[Stored items]
_ _ _

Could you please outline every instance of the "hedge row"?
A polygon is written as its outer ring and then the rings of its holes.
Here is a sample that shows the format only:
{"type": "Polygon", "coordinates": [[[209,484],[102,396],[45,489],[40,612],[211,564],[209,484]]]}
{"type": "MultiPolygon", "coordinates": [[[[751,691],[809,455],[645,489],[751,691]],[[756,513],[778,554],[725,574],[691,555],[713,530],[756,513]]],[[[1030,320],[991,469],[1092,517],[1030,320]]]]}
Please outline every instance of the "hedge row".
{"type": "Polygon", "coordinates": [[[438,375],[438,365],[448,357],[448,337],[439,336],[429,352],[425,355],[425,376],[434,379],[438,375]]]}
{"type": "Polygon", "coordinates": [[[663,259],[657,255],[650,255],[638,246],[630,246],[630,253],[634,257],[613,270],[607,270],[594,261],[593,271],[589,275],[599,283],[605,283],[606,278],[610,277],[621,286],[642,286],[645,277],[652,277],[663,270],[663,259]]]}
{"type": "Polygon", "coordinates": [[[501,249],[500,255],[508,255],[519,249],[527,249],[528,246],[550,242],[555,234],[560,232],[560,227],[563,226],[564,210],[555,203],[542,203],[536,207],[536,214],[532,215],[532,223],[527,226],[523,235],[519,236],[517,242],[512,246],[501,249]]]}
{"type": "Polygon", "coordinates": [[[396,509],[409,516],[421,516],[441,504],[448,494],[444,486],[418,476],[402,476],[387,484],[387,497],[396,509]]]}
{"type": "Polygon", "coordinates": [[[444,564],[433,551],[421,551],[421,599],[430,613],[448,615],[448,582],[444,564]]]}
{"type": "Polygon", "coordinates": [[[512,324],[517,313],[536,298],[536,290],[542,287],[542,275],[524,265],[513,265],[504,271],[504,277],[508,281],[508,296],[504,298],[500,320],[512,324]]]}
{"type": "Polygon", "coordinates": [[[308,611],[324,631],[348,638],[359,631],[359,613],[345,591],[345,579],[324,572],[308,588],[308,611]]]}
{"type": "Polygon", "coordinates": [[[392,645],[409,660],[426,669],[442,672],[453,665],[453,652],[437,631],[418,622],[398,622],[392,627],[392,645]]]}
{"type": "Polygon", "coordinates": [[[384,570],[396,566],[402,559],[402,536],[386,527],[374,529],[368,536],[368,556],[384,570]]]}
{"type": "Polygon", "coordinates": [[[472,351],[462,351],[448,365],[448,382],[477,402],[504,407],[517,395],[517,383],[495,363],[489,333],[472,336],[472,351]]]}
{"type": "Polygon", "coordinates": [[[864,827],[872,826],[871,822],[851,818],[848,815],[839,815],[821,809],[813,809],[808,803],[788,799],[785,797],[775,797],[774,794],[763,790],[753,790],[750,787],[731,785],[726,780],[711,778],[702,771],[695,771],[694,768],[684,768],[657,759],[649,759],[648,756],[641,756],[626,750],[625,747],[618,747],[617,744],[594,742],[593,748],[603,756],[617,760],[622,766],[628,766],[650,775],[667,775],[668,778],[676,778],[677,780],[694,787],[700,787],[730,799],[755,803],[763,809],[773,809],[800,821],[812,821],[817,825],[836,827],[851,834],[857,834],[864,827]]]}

_ _ _

- Directions for this task -
Please count the lines of the entries above that contain the word "every", and reply with only that number.

- Finished task -
2